__INSTRUCTIONS TO FOLLOW__.
Which rows contain the word "wearing"? Report each of those rows in full, matching case exactly.
-- Begin DATA FOR THIS EXERCISE --
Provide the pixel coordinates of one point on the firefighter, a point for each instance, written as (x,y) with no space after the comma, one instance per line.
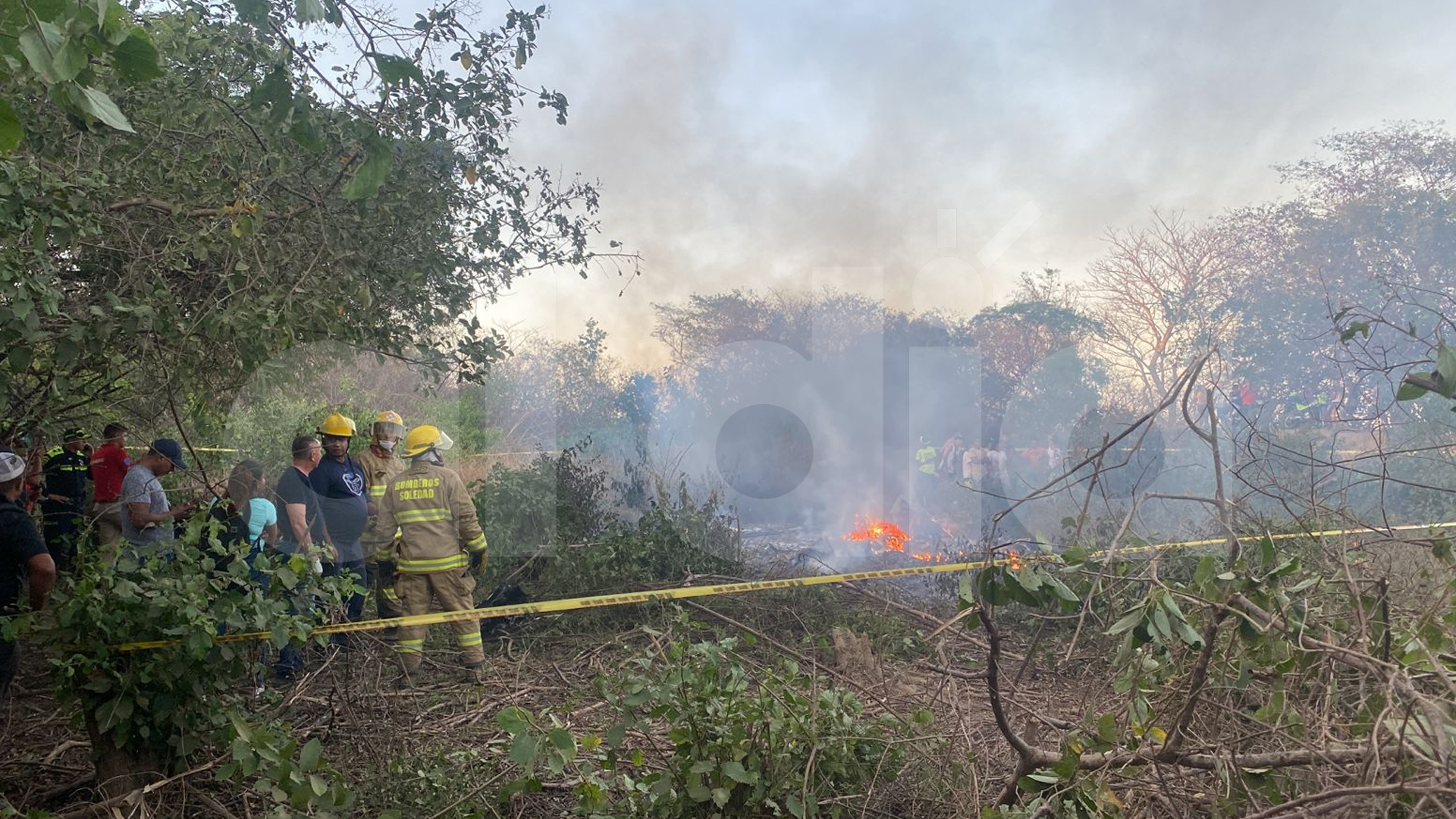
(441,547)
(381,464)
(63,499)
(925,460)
-- End DATA FOR THIS EXERCISE --
-- Begin DATA FOR THIS EXERCISE --
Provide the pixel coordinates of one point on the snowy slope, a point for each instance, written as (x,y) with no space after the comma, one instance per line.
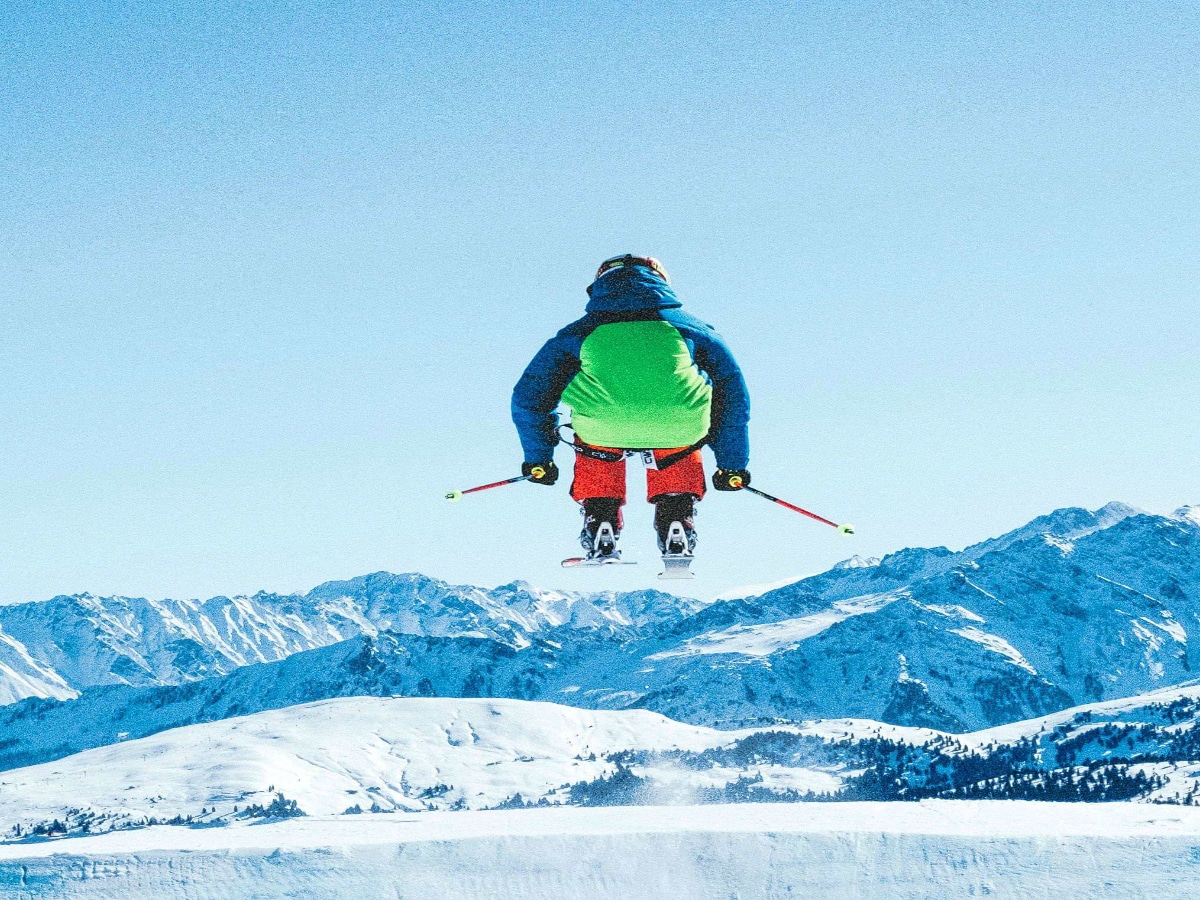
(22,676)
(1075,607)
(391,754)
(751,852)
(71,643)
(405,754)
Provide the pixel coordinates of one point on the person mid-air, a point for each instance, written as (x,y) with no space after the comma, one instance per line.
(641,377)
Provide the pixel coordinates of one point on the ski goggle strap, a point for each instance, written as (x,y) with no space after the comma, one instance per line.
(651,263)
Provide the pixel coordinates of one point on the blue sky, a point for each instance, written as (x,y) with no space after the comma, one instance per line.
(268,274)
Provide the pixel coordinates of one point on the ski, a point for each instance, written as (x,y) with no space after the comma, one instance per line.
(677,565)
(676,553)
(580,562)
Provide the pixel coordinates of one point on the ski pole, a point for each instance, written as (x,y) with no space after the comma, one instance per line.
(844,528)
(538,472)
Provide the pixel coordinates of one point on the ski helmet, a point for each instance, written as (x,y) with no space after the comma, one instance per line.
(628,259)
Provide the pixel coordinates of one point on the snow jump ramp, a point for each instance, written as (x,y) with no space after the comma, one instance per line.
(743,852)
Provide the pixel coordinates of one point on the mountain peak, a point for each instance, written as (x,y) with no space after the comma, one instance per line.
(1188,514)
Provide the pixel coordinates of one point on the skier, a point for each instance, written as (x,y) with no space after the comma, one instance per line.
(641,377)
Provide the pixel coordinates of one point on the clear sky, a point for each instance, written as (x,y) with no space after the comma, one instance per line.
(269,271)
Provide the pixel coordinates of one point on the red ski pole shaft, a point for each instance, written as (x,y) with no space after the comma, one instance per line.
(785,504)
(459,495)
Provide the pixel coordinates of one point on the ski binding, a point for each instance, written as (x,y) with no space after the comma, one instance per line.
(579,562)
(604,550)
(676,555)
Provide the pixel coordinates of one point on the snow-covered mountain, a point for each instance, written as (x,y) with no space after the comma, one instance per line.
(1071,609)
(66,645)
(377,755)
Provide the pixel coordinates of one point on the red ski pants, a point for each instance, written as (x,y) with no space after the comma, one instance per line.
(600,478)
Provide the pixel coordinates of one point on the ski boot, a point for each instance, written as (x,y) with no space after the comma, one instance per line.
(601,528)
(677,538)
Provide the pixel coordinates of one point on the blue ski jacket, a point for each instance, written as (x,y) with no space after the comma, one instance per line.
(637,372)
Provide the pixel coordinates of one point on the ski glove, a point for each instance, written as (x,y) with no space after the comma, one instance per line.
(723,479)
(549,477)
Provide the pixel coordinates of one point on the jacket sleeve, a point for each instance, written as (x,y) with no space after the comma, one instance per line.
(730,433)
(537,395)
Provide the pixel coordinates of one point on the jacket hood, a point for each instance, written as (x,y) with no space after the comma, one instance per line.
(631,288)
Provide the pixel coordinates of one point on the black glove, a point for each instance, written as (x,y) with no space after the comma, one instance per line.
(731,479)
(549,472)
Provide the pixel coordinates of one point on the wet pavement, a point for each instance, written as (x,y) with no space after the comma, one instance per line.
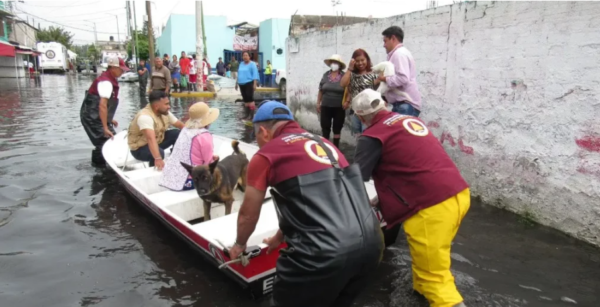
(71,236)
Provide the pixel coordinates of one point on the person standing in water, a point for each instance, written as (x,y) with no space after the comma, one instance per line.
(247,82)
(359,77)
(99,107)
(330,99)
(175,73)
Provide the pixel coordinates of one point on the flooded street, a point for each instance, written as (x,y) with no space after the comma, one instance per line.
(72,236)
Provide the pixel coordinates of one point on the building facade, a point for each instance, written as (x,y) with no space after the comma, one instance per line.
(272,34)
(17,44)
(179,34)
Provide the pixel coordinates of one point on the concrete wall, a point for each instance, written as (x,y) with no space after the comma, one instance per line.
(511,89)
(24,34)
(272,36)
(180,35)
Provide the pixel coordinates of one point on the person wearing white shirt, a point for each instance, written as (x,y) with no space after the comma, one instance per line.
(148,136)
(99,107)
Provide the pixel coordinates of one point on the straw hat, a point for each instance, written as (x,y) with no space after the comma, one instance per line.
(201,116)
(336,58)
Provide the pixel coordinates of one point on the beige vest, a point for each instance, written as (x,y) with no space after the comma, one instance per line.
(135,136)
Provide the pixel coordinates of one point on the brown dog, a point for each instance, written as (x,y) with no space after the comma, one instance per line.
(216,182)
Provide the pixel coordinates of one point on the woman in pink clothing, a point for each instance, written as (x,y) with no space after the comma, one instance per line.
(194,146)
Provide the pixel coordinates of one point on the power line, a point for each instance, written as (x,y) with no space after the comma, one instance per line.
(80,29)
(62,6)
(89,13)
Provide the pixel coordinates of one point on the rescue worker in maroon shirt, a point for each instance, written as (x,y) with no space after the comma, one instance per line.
-- End DATA FOR THIS EXERCISE --
-- Begin DATA FOR THIS EXERCISE --
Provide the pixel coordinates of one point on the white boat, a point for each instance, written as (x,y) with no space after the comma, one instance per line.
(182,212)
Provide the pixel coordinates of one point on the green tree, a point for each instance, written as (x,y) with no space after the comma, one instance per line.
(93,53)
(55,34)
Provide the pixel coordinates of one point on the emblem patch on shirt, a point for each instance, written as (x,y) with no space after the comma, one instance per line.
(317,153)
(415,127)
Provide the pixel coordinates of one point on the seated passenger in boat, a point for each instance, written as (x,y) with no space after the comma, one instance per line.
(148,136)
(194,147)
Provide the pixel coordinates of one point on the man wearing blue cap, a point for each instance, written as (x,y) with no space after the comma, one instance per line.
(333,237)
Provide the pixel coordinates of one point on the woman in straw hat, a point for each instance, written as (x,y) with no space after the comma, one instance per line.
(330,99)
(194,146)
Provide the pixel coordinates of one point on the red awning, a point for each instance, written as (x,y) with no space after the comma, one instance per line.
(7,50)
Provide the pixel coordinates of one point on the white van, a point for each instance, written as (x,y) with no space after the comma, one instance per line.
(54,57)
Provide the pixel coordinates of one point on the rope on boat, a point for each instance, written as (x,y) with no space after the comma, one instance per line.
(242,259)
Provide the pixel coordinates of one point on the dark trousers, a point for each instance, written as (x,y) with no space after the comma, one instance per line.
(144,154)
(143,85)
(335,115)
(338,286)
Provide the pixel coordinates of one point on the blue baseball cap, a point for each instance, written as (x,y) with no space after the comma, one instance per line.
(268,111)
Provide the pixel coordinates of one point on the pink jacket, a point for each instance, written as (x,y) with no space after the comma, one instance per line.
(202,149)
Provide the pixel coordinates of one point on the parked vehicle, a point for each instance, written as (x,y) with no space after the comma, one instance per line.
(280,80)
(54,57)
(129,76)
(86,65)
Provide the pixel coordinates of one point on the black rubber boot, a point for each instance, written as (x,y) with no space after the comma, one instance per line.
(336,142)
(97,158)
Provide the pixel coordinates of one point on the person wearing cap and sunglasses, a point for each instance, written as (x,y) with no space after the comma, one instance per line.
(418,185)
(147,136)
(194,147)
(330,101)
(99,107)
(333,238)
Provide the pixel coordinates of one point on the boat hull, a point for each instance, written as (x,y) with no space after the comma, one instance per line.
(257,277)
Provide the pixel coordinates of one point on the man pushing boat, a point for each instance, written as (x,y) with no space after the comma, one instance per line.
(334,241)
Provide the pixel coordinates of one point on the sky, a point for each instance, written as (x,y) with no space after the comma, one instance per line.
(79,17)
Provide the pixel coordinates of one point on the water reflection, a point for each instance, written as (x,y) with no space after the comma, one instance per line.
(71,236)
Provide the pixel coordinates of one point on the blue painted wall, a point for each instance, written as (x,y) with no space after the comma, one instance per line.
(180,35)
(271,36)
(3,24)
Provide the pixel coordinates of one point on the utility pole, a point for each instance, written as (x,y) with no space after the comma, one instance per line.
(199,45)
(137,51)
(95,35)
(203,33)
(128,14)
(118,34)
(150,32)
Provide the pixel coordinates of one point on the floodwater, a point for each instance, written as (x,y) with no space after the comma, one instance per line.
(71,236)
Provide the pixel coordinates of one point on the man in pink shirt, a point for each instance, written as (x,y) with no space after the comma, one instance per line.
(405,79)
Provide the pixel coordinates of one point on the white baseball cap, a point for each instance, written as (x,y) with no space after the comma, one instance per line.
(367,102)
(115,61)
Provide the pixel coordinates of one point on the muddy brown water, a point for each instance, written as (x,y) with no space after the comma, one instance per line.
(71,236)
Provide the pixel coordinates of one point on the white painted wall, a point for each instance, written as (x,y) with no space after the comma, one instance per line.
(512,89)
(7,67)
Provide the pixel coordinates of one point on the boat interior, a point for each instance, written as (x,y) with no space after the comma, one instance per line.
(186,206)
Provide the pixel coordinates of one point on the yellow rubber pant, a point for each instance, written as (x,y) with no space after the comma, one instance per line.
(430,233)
-- End DATA FOR THIS EXERCISE --
__ANSWER TO THIS TASK__.
Provide the pixel coordinates of one point on the person wearing white shirt, a point for each instance, written as (x,y) with no space after the comma, one instance per line.
Provide the pixel coordinates of one point on the man wearing blue cap, a point for each instance, written as (x,y) with no space after the comma, one instance per line.
Provide the pixel coordinates of one point on the person wearing cap and sunglasses, a point for each instance, written as (x,y) with no space after the comma, one instance per line.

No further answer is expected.